Task requirements >> If you tally the lines of the listing below that contain the string "sleeve", with case counting, how many are there? Reply with the number only.

- - -

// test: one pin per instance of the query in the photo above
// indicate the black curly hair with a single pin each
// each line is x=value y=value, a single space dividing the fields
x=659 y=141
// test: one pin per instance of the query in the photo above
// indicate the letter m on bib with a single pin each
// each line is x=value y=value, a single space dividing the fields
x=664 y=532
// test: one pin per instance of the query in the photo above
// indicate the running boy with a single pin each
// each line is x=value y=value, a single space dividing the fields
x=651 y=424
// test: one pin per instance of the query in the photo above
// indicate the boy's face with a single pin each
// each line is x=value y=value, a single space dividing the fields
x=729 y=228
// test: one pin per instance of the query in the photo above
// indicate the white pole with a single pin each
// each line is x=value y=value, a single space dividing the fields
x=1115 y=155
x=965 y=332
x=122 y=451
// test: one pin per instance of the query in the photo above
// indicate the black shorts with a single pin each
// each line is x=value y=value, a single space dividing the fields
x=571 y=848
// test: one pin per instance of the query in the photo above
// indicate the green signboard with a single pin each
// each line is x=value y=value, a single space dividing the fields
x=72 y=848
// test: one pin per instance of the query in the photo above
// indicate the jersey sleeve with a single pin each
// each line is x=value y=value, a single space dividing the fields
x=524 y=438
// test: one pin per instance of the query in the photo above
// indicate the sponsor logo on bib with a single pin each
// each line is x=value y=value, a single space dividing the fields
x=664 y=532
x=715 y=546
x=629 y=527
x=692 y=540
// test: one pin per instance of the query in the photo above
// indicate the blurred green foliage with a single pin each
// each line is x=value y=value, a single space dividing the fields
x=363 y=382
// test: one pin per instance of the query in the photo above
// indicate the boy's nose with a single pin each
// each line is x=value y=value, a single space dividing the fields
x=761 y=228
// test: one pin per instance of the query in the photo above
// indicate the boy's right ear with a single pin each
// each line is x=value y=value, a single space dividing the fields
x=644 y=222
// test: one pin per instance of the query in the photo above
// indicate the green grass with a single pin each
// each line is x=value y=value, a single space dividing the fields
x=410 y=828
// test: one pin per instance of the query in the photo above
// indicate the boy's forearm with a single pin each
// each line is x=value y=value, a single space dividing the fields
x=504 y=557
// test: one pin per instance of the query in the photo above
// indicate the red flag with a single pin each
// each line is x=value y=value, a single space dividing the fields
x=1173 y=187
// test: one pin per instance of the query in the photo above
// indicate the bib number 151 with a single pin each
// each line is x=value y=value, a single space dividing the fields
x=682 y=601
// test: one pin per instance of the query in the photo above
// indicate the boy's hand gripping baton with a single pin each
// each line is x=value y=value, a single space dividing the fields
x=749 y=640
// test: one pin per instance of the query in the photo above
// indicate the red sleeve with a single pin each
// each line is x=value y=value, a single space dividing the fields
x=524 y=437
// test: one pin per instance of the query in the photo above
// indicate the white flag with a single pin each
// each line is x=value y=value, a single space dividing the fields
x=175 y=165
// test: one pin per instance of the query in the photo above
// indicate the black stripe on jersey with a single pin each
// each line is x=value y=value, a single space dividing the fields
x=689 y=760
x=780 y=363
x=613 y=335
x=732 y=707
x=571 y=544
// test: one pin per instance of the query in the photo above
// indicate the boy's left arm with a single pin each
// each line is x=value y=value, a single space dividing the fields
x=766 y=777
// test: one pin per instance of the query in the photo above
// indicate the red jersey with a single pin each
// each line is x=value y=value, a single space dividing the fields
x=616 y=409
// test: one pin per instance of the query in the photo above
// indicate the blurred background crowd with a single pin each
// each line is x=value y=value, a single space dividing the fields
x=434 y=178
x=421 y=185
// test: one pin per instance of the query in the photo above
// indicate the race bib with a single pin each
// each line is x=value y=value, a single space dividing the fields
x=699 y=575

- - -

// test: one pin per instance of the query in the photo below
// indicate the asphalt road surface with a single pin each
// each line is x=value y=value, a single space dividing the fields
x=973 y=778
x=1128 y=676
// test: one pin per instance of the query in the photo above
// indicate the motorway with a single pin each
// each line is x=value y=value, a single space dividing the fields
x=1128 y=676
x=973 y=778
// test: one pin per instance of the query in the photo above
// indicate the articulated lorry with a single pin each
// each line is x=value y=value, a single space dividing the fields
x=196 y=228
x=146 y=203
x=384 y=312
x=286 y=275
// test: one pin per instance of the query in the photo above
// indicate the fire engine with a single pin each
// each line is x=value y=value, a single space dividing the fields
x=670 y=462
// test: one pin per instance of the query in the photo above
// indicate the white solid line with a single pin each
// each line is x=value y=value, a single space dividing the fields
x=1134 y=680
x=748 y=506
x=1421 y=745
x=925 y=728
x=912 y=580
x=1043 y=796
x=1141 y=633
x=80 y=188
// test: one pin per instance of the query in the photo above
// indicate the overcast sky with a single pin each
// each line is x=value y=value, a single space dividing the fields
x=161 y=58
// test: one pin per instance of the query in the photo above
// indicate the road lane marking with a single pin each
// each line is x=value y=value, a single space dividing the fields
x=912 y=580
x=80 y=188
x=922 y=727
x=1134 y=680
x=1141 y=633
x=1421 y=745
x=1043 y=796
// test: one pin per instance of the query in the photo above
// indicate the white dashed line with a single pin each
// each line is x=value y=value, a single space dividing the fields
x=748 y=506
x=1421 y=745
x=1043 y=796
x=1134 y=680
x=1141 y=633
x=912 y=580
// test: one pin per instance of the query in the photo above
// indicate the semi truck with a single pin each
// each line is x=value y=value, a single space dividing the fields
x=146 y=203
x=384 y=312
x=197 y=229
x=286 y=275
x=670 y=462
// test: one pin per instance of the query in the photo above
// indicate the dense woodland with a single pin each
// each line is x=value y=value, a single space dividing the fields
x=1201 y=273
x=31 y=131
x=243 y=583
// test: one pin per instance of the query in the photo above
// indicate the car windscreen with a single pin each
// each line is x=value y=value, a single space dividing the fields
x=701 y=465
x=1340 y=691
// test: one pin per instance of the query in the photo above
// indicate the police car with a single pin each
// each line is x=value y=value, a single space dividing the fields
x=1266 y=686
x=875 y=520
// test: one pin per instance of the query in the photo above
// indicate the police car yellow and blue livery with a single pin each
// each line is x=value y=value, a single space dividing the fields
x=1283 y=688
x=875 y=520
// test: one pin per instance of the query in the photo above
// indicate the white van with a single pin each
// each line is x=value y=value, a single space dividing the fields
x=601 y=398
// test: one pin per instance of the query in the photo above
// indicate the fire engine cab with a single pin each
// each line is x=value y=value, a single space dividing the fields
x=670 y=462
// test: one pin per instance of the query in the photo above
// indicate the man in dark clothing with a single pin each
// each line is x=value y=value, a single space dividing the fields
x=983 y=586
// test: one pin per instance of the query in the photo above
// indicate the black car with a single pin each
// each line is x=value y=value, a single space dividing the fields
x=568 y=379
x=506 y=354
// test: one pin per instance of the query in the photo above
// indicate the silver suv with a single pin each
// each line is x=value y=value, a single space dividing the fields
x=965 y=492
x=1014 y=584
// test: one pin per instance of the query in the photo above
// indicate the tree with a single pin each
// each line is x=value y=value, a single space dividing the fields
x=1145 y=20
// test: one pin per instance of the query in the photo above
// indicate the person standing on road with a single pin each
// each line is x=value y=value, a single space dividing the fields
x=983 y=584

- - -

Answer to the problem >> 2